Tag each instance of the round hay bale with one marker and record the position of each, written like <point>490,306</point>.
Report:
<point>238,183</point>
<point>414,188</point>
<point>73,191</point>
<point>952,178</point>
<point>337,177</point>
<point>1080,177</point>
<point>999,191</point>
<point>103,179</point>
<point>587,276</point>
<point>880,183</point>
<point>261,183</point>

The problem: Please give the listing above one more time, exactly as it reads.

Finished task:
Tag each instance of the round hay bale with one marker and record the position of each, written like <point>490,306</point>.
Report:
<point>238,183</point>
<point>414,188</point>
<point>73,191</point>
<point>952,178</point>
<point>337,177</point>
<point>1080,177</point>
<point>999,191</point>
<point>103,179</point>
<point>587,276</point>
<point>880,183</point>
<point>261,183</point>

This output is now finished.